Required tasks ::
- a) Using the excerpt on the company's natural gas operations, answer these questions:
(i) About how much did the 2002 property sales bring in before post-closing adjustments?
(ii) How much goodwill came from the Hunter acquisition?
(iii) What are the company's reportable segments?
- b) Pick up the excerpt on the company's natural gas operations and continue it from the point where it stops.

Supplied passage ::
<<<<

During 2002, after announcing in late 2001 its intent to sell certain non-core, non-strategic properties, the Company sold approximately 1 TCFE of reserves and a processing facility. As a result of these property sales, the Company generated proceeds, before post-closing adjustments, of approximately $1.2 billion. The Company used a portion of the proceeds generated from property sales to retire debt and for general corporate purposes.
In December 2001, the Company consummated the acquisition of Hunter valued at approximately U.S. $2.1 billion, resulting in goodwill of approximately $793 million. The Hunter acquisition added a portfolio of properties, primarily located in the Western Canadian Sedimentary Basin, an area in which the Company already operated. The most significant of the assets is the Deep Basin, one of North America’s largest natural gas fields.
The Company’s reportable segments are U.S., Canada and International. For financial information related to the Company’s reportable segments, see Note 17 of Notes to Consolidated Financial Statements. The Company’s worldwide major operating areas are discussed below.
North America
The Company’s asset base is dominated by North American natural gas properties. Its extensive North American lease holdings extend from the U.S. Gulf Coast to Northeast British Columbia and Northern Alberta in Canada. The Company’s North American operations include a mix of production, development and exploration assets.
                                               
            U.S.’s % of       Canada’s % of
 Year Ended December 31, 2004   Worldwide   U.S.   Worldwide   Canada   Worldwide
 
    ($ In Millions)

>>>>

Entries supplied ::
<<<<

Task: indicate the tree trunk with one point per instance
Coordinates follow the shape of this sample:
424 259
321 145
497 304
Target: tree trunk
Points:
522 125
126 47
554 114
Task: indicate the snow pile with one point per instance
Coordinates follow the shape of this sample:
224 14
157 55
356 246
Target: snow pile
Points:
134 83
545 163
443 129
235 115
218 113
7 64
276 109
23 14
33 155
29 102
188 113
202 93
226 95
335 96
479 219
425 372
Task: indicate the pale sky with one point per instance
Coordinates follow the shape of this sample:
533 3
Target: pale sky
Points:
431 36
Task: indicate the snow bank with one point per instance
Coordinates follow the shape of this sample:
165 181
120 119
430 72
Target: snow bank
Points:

>>>>
<<<<

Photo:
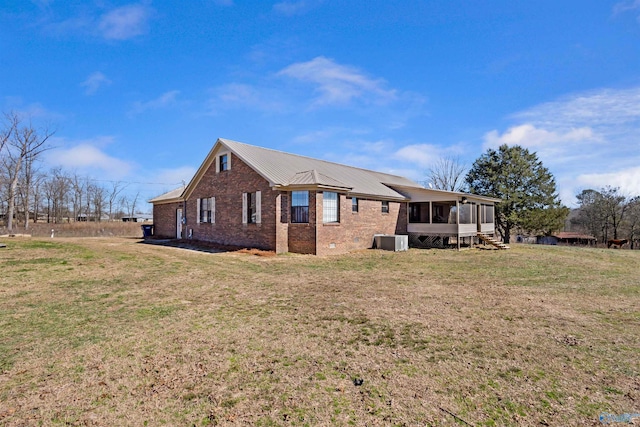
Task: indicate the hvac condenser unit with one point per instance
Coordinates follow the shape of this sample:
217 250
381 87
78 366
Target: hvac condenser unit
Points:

>>>>
<<<<

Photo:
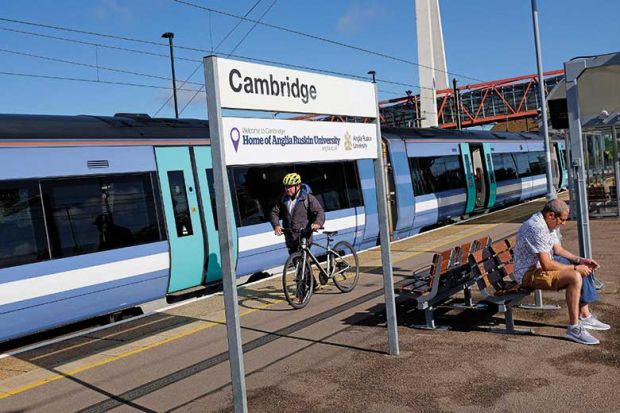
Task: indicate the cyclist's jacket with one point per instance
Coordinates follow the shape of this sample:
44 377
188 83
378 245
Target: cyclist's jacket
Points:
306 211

>>>>

Exercise responses ::
- a)
(i) Approximately $1.2 billion.
(ii) Approximately $793 million.
(iii) U.S., Canada and International.

- b)
Oil and gas capital expenditures Development
  $ 1,273     $ 544       43 %   $ 639       50 %
   
Exploration
    286       87       30       159       56  
   
Acquisitions—proved
    85       81       95       4       5  
 
     
Total oil and gas capital expenditures
  $ 1,644     $ 712       43 %   $ 802       49 %
 
 
Production
                                       
   
Natural gas (MMCF per day)
    1,914       908       47 %     819       43 %
   
NGLs (MBbls per day)
    65.3       41.7       64       23.6       36  
   
Crude oil (MBbls per day)
    85.2       37.2       44 %     5.5       6 %
 
  December 31, 2004
                                       
 
 
Proved reserves (TCFE)
    12.0       8.0       67 %     2.7       22 %
 
U.S.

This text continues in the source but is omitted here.